> **WHAT YOU WILL DO**: Copy out all lines in the data below containing the string "background".

(Point localization data)
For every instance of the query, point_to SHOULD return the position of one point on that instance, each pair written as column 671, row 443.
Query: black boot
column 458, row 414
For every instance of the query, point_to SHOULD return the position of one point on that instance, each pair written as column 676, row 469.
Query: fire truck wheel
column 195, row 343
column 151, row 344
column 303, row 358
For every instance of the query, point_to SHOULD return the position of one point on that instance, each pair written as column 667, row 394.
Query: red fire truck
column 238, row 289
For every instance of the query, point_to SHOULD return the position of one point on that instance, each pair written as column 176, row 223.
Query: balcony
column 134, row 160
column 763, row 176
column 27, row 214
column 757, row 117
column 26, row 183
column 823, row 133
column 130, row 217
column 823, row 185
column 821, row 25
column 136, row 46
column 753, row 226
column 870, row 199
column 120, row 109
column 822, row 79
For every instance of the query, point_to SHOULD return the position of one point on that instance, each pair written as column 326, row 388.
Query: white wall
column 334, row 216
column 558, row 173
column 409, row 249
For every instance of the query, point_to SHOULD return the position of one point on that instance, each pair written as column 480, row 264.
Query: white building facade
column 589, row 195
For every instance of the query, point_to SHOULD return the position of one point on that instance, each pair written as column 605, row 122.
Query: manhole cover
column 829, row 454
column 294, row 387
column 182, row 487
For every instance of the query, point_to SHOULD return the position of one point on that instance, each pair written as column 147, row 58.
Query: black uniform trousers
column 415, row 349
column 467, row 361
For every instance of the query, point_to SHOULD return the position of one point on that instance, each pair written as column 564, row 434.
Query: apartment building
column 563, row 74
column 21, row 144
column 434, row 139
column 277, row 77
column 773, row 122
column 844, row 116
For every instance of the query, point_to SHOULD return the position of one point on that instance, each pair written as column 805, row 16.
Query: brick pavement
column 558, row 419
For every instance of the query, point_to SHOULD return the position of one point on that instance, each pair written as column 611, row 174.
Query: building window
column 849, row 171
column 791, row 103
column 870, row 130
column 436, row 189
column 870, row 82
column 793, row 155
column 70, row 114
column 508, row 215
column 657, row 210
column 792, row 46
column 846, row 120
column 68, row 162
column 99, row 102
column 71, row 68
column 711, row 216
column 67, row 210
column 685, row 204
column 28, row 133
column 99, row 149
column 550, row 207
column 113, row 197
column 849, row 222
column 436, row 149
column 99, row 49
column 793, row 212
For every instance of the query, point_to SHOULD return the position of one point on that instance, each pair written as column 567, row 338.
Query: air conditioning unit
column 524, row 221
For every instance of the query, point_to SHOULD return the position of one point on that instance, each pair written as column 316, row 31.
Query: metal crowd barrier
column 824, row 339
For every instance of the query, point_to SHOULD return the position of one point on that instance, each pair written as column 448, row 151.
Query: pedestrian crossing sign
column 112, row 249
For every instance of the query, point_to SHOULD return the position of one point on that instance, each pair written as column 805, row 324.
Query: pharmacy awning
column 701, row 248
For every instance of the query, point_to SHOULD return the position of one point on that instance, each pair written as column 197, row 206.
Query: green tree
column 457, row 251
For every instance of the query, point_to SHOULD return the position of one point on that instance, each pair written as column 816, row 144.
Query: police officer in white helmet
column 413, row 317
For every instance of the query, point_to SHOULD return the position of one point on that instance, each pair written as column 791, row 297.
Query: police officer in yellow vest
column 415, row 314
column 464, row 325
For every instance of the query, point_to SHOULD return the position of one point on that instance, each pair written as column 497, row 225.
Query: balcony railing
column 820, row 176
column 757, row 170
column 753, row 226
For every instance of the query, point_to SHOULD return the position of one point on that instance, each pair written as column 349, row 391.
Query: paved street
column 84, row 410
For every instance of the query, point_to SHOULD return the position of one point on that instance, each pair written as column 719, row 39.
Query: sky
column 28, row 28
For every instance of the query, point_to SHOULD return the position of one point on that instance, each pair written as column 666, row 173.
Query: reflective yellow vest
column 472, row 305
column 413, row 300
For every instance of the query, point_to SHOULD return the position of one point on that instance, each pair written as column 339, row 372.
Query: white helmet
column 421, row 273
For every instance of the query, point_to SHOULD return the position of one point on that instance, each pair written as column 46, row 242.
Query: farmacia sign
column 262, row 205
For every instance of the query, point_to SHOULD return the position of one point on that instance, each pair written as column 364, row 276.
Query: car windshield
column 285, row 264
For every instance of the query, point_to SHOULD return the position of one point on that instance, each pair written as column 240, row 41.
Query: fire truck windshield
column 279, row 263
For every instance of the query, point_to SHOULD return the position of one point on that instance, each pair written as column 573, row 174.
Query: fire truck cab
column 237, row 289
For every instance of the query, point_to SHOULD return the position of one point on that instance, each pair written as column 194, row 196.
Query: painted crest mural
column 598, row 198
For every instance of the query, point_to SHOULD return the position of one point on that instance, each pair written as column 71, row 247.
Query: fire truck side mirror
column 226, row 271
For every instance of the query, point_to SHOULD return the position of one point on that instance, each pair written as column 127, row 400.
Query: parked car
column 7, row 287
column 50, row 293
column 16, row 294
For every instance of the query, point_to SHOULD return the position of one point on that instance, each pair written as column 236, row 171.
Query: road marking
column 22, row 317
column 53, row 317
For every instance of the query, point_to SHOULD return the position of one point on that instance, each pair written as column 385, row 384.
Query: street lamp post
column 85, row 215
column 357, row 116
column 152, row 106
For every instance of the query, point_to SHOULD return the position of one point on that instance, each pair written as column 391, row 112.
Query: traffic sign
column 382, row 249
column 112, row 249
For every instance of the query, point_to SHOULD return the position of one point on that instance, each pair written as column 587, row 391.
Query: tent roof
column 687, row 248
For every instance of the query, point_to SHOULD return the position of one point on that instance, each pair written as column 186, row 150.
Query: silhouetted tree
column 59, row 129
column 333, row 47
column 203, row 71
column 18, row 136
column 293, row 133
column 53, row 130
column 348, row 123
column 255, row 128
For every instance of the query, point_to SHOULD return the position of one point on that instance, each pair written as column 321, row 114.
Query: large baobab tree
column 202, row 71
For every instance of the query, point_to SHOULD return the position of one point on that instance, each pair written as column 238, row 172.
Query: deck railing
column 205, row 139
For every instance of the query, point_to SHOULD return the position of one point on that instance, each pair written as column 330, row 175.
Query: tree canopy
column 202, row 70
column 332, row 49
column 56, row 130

==

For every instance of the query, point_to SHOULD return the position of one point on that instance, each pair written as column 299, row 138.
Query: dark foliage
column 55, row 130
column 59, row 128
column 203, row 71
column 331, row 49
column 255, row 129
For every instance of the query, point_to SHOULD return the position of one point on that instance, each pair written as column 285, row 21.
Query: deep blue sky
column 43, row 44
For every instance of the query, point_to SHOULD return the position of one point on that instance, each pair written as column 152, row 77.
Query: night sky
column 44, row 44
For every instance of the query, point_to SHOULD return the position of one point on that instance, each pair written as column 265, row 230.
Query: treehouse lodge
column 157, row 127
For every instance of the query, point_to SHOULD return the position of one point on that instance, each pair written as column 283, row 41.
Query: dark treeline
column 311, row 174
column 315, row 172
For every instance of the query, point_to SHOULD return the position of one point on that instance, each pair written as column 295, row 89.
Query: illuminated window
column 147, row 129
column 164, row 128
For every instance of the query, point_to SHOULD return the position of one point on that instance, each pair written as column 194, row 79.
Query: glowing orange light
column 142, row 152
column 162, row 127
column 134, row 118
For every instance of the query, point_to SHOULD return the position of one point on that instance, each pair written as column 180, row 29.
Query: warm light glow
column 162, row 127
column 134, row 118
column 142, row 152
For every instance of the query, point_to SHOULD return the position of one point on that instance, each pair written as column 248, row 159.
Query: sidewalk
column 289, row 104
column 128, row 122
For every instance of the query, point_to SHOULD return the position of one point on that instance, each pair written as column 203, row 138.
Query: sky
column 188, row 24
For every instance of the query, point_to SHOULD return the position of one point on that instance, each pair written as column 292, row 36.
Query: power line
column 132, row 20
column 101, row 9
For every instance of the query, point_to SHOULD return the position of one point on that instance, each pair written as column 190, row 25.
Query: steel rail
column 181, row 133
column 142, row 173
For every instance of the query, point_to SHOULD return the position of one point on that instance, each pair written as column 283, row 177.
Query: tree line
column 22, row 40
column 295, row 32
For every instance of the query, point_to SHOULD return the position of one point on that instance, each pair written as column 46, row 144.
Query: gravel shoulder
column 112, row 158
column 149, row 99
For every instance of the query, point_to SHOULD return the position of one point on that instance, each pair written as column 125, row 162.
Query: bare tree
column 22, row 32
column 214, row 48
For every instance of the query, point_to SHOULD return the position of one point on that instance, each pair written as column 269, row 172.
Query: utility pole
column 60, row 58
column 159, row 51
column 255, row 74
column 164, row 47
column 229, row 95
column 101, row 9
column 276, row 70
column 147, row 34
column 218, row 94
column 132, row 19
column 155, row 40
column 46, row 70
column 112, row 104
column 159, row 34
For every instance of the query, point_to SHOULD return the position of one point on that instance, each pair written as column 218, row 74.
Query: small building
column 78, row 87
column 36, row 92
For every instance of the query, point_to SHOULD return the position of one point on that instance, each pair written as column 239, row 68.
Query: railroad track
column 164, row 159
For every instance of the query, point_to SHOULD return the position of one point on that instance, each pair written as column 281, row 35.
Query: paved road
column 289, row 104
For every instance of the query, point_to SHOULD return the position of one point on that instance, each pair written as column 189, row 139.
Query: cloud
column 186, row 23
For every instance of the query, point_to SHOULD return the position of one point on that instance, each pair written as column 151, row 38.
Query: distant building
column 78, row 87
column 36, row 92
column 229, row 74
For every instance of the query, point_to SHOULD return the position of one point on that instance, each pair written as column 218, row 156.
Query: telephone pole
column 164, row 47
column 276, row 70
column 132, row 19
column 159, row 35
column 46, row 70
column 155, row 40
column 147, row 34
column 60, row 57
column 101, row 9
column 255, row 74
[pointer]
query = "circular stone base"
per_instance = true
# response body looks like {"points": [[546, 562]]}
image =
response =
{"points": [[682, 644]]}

...

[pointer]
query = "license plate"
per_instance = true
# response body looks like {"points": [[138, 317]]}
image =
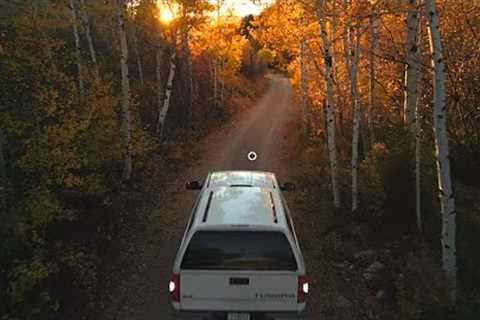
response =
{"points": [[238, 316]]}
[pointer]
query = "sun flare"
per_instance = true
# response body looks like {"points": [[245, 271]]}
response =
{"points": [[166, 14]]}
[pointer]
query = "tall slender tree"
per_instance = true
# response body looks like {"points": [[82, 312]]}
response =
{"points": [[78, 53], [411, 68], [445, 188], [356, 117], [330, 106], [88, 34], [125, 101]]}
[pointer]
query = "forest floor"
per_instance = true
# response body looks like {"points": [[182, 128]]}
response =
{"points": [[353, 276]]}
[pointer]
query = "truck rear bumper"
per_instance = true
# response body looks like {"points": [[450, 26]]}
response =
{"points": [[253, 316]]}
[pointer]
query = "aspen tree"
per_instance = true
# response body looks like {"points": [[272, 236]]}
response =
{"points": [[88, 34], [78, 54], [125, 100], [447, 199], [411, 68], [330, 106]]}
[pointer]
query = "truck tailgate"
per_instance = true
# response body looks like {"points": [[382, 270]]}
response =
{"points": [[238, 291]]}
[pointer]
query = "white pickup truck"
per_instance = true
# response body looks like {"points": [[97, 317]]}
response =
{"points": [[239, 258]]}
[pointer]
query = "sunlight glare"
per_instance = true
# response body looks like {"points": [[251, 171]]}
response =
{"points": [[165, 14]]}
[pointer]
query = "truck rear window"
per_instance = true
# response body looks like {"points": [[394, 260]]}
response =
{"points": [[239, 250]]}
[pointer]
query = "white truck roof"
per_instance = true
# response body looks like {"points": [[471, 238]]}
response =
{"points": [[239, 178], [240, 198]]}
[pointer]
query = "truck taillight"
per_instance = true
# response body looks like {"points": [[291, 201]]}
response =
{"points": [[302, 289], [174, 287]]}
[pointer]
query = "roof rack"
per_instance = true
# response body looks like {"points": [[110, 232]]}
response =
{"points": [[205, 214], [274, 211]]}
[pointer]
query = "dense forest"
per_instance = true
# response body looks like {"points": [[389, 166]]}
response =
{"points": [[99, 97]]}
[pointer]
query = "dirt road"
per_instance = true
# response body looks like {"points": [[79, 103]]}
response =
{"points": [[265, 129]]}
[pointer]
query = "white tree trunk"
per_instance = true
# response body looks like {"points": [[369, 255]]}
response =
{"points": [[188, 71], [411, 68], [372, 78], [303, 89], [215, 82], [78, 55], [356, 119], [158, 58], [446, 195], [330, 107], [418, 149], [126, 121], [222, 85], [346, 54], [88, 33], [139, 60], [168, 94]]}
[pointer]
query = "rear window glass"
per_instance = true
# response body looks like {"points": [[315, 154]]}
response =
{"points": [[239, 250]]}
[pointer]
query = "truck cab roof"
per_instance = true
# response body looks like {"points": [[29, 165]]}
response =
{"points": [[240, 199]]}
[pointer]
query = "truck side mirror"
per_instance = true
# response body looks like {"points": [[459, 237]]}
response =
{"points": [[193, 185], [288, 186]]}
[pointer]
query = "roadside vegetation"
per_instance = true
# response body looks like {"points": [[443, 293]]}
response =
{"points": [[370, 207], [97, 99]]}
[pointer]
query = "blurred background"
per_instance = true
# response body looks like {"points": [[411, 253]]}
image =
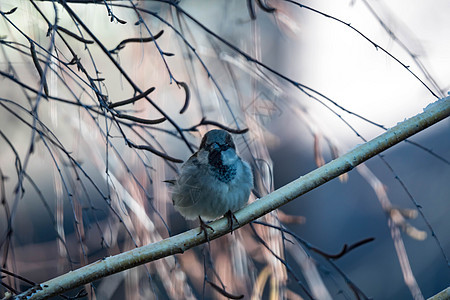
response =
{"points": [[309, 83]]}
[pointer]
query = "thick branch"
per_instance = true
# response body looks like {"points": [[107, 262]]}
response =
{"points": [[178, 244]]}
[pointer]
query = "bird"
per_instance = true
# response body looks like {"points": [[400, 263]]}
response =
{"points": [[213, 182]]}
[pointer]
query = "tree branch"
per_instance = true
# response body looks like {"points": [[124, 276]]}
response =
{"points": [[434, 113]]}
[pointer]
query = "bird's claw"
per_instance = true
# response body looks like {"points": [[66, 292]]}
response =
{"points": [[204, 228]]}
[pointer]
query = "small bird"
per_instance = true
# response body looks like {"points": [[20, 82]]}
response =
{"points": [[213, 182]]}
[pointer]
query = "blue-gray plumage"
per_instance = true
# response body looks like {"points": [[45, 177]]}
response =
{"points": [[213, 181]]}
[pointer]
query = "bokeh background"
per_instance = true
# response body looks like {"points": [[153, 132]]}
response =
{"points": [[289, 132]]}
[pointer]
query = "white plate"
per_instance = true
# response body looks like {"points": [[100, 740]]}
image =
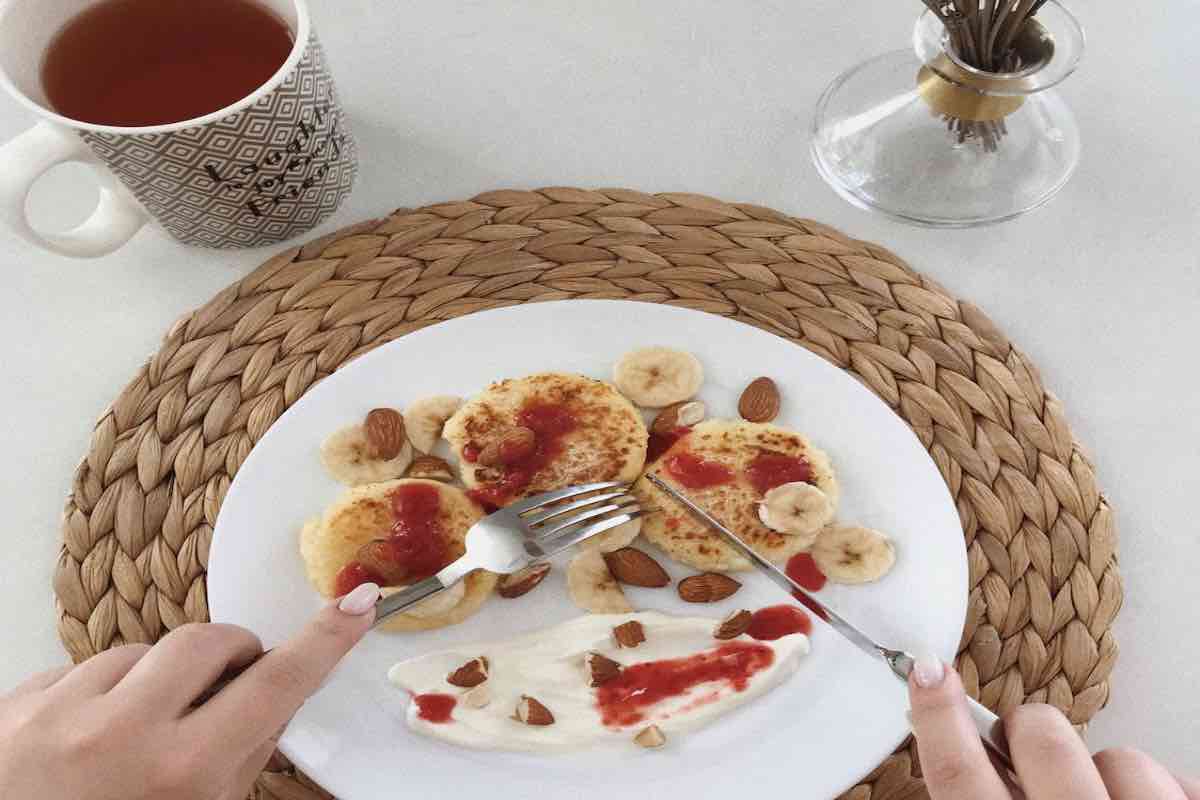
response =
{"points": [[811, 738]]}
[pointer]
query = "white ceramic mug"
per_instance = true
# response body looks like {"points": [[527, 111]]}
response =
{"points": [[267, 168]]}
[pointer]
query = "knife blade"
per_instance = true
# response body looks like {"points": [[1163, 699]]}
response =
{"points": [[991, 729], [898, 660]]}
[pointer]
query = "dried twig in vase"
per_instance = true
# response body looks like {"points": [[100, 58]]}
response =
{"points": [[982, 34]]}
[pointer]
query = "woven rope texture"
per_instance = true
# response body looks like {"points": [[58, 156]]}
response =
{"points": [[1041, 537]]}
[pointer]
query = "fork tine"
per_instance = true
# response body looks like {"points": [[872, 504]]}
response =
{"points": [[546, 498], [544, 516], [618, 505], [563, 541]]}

> **SOLUTION**:
query = "blurred background"
query = "bokeh background"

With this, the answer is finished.